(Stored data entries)
----------
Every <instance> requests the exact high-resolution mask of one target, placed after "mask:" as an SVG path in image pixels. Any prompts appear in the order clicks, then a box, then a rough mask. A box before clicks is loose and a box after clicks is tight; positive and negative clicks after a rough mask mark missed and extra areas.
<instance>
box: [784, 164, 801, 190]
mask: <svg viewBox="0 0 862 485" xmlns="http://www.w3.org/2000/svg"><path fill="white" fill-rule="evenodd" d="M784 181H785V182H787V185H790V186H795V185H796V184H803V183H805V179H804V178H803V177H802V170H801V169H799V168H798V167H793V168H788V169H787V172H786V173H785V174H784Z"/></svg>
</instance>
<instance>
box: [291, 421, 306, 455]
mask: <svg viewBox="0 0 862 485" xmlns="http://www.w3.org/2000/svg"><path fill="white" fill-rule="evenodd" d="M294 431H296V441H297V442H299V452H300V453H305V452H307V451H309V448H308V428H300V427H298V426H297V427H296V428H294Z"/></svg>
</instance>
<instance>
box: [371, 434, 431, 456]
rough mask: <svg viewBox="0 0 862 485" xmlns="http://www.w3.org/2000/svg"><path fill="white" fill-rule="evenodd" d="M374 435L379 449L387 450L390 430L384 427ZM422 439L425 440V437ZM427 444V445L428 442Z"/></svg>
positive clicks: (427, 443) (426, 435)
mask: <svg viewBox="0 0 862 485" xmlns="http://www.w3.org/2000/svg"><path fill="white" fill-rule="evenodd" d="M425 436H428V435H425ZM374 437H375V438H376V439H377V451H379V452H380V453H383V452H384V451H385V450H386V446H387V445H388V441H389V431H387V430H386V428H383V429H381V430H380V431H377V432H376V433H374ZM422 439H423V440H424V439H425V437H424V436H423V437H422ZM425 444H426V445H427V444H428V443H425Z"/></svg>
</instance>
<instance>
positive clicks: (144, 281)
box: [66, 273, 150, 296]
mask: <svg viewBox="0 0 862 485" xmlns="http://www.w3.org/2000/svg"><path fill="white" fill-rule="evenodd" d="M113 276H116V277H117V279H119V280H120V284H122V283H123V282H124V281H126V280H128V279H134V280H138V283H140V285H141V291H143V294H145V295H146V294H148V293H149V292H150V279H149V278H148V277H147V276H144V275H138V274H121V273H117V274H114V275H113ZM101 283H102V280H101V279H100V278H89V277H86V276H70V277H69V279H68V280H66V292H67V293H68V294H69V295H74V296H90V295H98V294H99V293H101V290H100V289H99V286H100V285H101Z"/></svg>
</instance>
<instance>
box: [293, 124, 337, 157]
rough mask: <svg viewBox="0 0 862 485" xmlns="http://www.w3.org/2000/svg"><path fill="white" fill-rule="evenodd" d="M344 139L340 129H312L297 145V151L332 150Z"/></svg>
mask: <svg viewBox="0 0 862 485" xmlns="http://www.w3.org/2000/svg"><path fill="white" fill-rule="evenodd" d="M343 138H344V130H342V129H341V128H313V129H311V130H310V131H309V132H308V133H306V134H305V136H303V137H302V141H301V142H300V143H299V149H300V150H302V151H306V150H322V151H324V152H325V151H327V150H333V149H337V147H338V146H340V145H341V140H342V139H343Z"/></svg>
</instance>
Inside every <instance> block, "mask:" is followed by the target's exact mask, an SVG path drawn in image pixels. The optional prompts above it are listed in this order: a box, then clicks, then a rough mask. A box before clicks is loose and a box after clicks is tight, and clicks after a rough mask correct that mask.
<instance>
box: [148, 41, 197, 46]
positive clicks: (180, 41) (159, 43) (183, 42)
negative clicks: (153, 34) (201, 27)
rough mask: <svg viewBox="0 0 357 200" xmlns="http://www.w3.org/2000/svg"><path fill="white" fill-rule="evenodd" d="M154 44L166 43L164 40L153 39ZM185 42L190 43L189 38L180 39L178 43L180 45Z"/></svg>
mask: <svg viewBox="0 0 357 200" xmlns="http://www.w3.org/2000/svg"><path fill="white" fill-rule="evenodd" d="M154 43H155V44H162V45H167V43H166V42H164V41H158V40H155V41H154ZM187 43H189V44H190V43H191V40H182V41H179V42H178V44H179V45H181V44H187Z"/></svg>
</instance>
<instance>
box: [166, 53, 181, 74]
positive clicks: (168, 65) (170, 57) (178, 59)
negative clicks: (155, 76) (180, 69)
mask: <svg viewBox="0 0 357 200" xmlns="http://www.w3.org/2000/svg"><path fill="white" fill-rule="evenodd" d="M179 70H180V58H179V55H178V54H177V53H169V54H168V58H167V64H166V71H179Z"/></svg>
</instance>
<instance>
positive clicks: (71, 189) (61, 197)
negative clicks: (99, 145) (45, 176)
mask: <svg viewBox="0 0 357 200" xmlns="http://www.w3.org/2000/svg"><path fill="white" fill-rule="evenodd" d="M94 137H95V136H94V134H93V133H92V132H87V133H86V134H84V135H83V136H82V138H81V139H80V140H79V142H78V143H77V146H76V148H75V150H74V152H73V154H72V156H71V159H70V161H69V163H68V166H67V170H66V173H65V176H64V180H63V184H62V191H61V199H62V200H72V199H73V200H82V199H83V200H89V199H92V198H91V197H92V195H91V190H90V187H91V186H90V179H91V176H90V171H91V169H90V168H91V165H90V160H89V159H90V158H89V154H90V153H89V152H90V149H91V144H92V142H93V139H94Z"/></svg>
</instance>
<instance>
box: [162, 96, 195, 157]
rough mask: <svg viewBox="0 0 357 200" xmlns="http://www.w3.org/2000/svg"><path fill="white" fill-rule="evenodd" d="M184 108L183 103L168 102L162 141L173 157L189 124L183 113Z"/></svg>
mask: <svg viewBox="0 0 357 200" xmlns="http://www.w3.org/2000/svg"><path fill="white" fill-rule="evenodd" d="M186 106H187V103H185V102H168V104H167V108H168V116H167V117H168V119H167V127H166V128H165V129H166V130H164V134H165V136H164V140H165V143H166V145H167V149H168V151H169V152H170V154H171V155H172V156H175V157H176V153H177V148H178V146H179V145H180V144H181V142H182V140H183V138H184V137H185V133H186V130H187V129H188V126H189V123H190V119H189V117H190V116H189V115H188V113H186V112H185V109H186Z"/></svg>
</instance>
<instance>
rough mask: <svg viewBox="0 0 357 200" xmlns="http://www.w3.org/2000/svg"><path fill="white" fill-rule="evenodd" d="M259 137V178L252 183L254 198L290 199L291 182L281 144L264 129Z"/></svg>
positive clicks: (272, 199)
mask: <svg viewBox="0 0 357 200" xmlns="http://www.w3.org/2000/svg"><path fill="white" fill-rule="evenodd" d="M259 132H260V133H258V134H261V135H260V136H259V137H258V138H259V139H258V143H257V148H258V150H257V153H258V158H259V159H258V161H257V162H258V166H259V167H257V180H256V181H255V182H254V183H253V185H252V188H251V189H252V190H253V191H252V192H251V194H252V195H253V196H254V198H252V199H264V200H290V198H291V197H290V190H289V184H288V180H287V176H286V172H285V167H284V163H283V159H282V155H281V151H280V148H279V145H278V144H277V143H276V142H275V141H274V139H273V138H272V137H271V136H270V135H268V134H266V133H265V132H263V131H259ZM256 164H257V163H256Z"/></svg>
----------
**Required action:**
Change "high-resolution" to "full-resolution" in everything from the start of the material down to the line containing "box: [784, 164, 801, 190]", and reproduce those lines with nothing else altered.

**Finished exercise:**
Every <instance> requests the exact full-resolution mask of one target, placed after "mask:" as an SVG path in image pixels. Any prompts appear in the order clicks, then a box, then a rough mask. A box before clicks is loose and a box after clicks is tight; positive and negative clicks after a rough mask mark missed and extra areas.
<instance>
box: [784, 164, 801, 190]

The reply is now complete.